Rewrite the lines below, beginning at the line that contains "Indicate the direction" and ending after the line that contains "[(509, 172), (250, 298), (734, 282)]", substituting "road sign" for every occurrence of "direction sign board" and leaving all else unchanged.

━━━━━━━━━━━━━━━━

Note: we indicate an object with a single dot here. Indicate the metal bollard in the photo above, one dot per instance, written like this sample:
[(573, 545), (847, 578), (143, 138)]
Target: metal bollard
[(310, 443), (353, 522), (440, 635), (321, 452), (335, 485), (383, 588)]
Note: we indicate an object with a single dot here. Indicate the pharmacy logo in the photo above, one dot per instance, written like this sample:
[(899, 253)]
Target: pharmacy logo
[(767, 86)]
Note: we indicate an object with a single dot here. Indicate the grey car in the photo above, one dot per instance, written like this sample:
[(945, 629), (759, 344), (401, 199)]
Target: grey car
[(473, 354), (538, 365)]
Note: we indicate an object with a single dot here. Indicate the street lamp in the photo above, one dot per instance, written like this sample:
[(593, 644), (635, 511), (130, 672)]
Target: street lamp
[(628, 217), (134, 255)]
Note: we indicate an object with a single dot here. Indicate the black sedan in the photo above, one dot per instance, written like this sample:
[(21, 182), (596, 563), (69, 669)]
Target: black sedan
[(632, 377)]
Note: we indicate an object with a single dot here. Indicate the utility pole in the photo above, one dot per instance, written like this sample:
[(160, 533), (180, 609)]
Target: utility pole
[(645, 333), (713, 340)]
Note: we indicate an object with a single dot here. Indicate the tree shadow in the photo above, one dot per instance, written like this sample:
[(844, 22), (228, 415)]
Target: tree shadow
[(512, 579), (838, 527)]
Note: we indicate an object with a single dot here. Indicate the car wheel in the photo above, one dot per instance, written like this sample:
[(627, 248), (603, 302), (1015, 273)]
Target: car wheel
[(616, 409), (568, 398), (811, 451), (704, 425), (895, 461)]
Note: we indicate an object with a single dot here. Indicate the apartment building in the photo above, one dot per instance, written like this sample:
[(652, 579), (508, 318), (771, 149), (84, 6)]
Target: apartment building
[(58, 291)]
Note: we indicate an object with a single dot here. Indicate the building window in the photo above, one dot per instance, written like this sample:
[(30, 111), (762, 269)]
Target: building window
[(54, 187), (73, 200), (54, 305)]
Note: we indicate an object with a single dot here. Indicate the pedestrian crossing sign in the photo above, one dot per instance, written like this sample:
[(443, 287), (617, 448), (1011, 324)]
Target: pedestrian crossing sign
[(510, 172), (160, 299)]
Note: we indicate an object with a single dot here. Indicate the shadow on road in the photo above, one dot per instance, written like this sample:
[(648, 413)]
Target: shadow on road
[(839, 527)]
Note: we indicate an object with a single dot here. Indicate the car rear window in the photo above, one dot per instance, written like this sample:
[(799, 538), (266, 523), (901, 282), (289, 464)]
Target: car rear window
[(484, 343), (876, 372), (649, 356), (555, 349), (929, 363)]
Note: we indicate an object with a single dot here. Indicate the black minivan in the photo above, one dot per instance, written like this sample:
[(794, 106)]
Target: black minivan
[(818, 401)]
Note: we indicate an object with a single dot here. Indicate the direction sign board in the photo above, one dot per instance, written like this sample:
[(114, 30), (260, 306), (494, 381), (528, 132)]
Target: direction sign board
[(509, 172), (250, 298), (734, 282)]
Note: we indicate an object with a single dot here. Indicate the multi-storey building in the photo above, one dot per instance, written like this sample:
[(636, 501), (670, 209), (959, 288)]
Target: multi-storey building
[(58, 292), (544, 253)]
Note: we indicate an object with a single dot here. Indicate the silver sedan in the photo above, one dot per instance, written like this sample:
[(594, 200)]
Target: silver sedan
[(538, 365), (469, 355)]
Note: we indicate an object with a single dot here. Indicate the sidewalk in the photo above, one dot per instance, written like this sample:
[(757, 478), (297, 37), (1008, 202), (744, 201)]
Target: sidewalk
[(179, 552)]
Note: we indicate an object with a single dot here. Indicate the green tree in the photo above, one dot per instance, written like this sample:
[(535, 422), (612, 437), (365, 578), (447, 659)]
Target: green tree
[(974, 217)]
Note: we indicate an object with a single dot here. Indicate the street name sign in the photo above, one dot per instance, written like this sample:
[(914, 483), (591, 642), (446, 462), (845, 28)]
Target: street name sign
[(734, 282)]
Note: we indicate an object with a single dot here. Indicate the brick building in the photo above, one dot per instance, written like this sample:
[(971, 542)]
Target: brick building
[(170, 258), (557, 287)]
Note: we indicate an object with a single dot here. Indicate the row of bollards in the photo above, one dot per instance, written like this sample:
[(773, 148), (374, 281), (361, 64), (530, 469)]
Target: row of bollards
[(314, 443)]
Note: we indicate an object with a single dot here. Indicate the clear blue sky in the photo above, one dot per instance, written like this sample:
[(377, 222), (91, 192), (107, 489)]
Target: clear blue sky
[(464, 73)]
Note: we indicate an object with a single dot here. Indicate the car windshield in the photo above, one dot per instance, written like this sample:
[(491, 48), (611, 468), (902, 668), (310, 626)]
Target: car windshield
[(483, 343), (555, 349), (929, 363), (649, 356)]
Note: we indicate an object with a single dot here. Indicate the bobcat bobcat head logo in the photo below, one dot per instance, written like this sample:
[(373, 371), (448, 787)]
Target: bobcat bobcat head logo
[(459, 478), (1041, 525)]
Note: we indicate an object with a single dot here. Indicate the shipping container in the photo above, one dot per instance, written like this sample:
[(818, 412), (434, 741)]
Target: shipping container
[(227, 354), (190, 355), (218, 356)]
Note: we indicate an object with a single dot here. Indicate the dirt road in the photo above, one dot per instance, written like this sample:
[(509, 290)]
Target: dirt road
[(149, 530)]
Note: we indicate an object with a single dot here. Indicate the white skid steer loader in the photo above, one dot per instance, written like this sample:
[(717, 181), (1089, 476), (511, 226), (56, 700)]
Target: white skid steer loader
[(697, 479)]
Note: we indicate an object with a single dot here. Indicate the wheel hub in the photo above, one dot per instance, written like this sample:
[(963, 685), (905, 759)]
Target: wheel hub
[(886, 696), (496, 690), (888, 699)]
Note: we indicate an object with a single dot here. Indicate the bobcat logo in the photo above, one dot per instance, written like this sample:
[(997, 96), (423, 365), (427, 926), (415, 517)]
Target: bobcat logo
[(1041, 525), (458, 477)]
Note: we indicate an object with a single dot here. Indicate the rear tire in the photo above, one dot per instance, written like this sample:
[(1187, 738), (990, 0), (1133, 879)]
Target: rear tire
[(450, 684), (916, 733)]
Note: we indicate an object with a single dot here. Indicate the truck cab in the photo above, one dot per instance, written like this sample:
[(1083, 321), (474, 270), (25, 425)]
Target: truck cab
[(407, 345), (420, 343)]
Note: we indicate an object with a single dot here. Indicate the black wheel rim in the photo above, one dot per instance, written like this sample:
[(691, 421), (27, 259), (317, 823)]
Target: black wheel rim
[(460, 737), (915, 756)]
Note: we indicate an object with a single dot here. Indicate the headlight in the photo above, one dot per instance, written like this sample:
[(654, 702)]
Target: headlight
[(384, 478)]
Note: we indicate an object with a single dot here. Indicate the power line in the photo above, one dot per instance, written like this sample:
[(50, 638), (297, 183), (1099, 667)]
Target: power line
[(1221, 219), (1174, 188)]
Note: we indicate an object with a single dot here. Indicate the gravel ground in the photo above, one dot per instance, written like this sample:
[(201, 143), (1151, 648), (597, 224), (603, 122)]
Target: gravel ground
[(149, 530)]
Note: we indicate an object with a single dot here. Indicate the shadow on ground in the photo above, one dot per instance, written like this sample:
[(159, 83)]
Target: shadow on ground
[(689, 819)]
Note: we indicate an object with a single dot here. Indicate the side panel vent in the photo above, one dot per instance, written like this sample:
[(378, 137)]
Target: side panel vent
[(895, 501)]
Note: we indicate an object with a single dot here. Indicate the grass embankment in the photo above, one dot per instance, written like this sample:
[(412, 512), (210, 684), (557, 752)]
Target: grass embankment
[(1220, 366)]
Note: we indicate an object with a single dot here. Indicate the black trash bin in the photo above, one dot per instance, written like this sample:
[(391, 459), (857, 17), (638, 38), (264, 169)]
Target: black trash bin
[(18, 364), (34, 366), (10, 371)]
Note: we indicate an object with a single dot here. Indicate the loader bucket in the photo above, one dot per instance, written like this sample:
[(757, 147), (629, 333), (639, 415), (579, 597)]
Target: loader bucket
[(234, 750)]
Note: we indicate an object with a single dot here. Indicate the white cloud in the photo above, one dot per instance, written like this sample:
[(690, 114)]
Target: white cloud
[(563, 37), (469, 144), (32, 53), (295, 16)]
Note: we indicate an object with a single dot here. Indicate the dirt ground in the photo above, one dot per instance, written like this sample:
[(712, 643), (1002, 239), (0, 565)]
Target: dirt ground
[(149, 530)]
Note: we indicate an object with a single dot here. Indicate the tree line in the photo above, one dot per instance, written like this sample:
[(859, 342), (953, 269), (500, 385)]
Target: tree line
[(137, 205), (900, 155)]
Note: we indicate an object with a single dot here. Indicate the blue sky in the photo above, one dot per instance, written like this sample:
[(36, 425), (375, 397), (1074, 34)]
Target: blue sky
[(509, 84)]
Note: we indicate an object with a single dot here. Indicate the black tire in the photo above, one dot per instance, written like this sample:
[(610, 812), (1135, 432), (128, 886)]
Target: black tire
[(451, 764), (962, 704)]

━━━━━━━━━━━━━━━━

ANSWER TO THIS EXERCISE:
Note: we indicate an object with a single dot here. Indicate the road sign in the photo above, one dot per instance, written like this sample:
[(114, 30), (260, 306), (494, 381), (528, 132)]
Target: road sign
[(509, 172), (250, 298), (734, 282)]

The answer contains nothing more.